===== DOCUMENT EXCERPT =====

Nepal Transport Service (नेपाल ट्रान्सपोर्ट सर्भिस) was the first, and for a time, the largest, Nepalese public bus line. The company was based in the capital Kathmandu and operated from 1959 to 1966. Its head office was located at 122 Asan Tyouda Tol, Kathmandu.

The company was founded by proprietor Karuna Ratna Tuladhar (1920–2008) and Lupau Ratna Tuladhar (1918–1993) of Kathmandu. The brothers were former merchants who operated an ancestral business house in Lhasa that conducted trade between Tibet, India and Nepal.

Nepal Transport Service started as a trucking company in March 1959 hauling cargo between Kathmandu and the railhead of Amlekhganj near the Indian border, 190 kilometers to the south over Tribhuvan Highway. It is the country's first highway which opened to jeep traffic in 1956, and was subsequently improved to handle larger vehicles.

==Intercity service==
In July 1959, Nepal Transport Service began a daily intercity bus service between Kathmandu and Amlekhganj over the serpentine highway that went over two ranges of hills. The route started at Sundhara near Dharahara tower and exited the Kathmandu Valley at Thankot. It climbed over the Mahabharat Range and descended to Hetauda and then went over the Sivalik Hills to Amlekhganj in the plains. Here, bus passengers transferred to the Nepal Government Railway (NGR) for their onward journey.

==Urban transportation==
In September 1959, Nepal Transport Service started a local bus service between Kathmandu and Patan (Lalitpur), one of the three cities in the Kathmandu Valley, marking the beginning of urban transportation in Nepal. The bus stop in Kathmandu was located at the northwestern corner of Rani Pokhari. In Patan, the bus made stops at Mangal Bazaar, Lagankhel and Jawalakhel before returning to Kathmandu. The route was later shortened to Patan Dhoka, or Patan Gate, on the edge of the city.

=====

**DIRECTIONS**
A) In the Nepal Transport Service excerpt, swap "merchants" for "traders" and write out everything from "The company was founded" down to "India and Nepal.".
B) According to the Nepal Transport Service excerpt, where was the bus stop in Kathmandu for the local service to Patan?
C) Write what comes next in the Nepal Transport Service excerpt, picking up right after its final sentence.
The items after this point are separate material, unrelated to the bus company text.

===== DATA EXTRACT =====

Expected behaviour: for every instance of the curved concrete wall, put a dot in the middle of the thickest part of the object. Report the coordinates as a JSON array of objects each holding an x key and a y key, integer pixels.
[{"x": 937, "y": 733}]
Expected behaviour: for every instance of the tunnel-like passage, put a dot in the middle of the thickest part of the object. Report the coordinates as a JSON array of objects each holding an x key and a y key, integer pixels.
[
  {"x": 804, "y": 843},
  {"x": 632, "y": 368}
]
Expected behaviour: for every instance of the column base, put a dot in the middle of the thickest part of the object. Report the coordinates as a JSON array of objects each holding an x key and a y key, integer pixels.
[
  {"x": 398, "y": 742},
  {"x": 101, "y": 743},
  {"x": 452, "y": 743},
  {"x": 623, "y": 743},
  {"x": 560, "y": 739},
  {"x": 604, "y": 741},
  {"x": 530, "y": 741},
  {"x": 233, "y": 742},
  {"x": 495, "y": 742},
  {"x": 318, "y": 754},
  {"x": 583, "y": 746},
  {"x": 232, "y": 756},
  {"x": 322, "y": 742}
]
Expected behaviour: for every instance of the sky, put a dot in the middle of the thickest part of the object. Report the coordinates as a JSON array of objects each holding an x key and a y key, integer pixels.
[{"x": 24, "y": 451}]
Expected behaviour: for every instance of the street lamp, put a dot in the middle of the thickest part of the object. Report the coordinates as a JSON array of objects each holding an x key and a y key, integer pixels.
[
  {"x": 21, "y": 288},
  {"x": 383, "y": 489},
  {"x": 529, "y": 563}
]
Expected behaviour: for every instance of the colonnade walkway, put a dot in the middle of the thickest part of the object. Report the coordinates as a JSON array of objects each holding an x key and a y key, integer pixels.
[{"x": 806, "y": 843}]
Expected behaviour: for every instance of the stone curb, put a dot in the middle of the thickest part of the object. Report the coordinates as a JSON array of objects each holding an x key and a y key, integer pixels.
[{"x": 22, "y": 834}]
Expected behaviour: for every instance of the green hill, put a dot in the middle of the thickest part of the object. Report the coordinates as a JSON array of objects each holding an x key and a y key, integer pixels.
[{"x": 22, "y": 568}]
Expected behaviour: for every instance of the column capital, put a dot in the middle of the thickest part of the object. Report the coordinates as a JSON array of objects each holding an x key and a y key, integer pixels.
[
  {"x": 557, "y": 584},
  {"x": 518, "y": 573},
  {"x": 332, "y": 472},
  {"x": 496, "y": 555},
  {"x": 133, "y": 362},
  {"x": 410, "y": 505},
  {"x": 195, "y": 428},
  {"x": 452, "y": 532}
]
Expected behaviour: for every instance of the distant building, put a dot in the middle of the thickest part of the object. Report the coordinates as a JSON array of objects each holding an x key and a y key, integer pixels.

=====

**EXPECTED RESULTS**
A)
The company was founded by proprietor Karuna Ratna Tuladhar (1920–2008) and Lupau Ratna Tuladhar (1918–1993) of Kathmandu. The brothers were former traders who operated an ancestral business house in Lhasa that conducted trade between Tibet, India and Nepal.

B) At the northwestern corner of Rani Pokhari.

C)
In addition to its main Kathmandu-Patan service, Nepal Transport Service operated on various short-lived routes in the Kathmandu Valley.

==Routes==

===Long distance===
- Kathmandu-Amlekhganj (bus and truck service)
- Kathmandu-Trishuli (truck service, April 1962)

===Local===
- Rani Pokhari-Patan Dhoka (1959–1966)
- Lainchaur-Jawalakhel (August–September 1962)
- Rani Pokhari-Gaushala (July 1963 – July 1964)
- Rani Pokhari-Balaju (August 1963 – May 1964)
- Rani Pokhari-Maharajgunj (April–May 1964)

==Fleet and livery==
At its height, Nepal Transport Service owned a fleet of 11 buses and two trucks.
- 5 Tata Mercedes-Benz LP 312/36 buses manufactured by TATA Engineering and Locomotive Company of India.
- 4 Bedford SB4 buses manufactured by Hindustan Motors of India.
- 2 Chevrolet Viking buses manufactured by Hindustan Motors of India.
- 2 Tata Mercedes-Benz trucks.

The buses of Nepal Transport Service were painted a dark blue with the company name written in Devanagari on one side and English on the other on a white band below the windows.

==Dissolution==
Nepal Transport Service went out of business in 1966, no longer able to sustain the losses resulting from frequent downtime. Breakdowns were common due to bad road conditions. Major maintenance had to be done in India, and unavailability of spare parts locally for its diverse fleet meant its buses were out of commission for extended periods.

During the company's final years, it fought an unsuccessful court battle over increasing income tax despite falling revenues as more and more of its aging buses went out of service.

==Postage stamp issued==

On 31 December 2012, the Postal Services Department of the government of Nepal issued a commemorative postage stamp bearing portraits of the founders Karuna Ratna and Lupau Ratna Tuladhar to honor their service to the nation. The stamp also shows a Chevrolet bus of Nepal Transport Service.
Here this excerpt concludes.